Gegeven opdracht 1: Geef de regels uit de records ongewijzigd weer, van het begin van de records tot en met de regel met "37], [139, 40]]".

Tekstfragment:
--

St. Laurentiuskerk
HET EPITAAF MET DE KERKMEESTERSBRIEF IN DE LAURENTIUSKERK 2
Reformatie
Vanaf 1517 ontstond door het optreden van Luther, en later ook Calvijn en Zwingli, onrust in de kerk en ook in Alkmaar was dat het geval door de activiteiten van de doopsgezinden. Vanaf 1550 keerden twee priesters verbonden aan de Alkmaarse Latijnse School, Laurens Jacobszoon Zas en Cornelis Cooltuyn zich onder meer tegen de heiligen en reliekenverering. Ook de beeldenstorm van 1566 heeft de stad geraakt. In 1567 werd er voor het eerst vanwege de onrust geen ommegang gehouden, omdat die teveel de tegenstelingen verscherpte. Een jaar later werd de draad alweer opgepakt, maar wel met een ordedienst die direct achter de baldakijn met de engel liep. Op donder dag1 mei 1572 was de voorlopig laatste processie omdat in juni de geuzen de macht over namen en de Grote Kerk toewees aan de hervormden. De bloedreliek werd bijtijds in veiligheid gebracht en leed, net als het geloof, een wat ondergronds bestaan.

--

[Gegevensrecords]
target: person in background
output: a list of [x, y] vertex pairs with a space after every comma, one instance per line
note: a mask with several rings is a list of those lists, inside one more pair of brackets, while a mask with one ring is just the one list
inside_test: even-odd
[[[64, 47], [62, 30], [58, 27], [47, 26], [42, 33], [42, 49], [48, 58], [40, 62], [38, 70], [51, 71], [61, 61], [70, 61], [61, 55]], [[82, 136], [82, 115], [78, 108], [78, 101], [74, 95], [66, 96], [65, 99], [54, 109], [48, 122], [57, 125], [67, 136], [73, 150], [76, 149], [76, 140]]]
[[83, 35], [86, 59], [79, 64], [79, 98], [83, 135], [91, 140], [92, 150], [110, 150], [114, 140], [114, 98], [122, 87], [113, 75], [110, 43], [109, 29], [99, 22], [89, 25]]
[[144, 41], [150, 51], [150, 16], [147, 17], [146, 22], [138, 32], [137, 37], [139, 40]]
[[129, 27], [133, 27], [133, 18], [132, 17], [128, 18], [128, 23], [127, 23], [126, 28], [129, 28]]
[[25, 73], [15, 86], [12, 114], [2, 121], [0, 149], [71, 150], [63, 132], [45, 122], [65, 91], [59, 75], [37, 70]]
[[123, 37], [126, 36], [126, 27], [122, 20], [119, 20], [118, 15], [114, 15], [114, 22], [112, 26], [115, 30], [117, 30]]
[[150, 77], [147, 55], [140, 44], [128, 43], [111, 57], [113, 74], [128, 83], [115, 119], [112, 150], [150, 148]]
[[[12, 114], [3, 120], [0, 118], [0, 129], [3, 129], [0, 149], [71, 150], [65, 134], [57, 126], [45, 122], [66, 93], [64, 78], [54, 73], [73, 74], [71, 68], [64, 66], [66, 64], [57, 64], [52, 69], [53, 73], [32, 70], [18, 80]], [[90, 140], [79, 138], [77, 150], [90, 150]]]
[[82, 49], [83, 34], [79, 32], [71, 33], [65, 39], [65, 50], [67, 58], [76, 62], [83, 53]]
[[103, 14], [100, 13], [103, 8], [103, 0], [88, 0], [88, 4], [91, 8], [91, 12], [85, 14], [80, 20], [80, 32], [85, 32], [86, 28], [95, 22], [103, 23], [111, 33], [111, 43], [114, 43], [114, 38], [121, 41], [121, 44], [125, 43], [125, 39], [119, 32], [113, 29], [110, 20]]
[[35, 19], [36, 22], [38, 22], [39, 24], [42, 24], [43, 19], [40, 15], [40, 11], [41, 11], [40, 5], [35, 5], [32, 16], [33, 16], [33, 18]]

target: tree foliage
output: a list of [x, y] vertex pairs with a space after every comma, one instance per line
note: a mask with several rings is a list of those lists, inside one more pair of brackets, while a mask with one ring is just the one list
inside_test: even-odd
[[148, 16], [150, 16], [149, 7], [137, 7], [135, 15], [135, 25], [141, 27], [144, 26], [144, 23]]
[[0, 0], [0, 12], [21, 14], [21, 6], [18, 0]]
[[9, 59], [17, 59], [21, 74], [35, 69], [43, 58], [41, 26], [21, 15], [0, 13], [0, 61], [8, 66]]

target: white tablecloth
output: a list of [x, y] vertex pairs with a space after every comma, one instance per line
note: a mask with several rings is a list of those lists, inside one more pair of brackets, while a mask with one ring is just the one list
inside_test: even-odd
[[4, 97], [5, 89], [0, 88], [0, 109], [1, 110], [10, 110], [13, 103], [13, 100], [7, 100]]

--

Gegeven opdracht 2: In welk jaar werd volgens de tekst over de Reformatie in Alkmaar voor het eerst geen ommegang gehouden?

Definitief antwoord 1:
target: person in background
output: a list of [x, y] vertex pairs with a space after every comma, one instance per line
note: a mask with several rings is a list of those lists, inside one more pair of brackets, while a mask with one ring is just the one list
inside_test: even-odd
[[[64, 47], [62, 30], [58, 27], [47, 26], [42, 33], [42, 49], [48, 58], [40, 62], [38, 70], [51, 71], [61, 61], [70, 61], [61, 55]], [[82, 136], [82, 115], [78, 108], [78, 101], [74, 95], [66, 96], [65, 99], [54, 109], [48, 122], [57, 125], [67, 136], [73, 150], [76, 149], [76, 140]]]
[[83, 35], [86, 59], [79, 64], [79, 98], [83, 135], [91, 140], [92, 150], [110, 150], [114, 140], [114, 98], [122, 87], [113, 75], [110, 43], [109, 29], [99, 22], [89, 25]]
[[144, 41], [150, 51], [150, 16], [147, 17], [146, 22], [138, 32], [137, 37], [139, 40]]

Definitief antwoord 2: In 1567.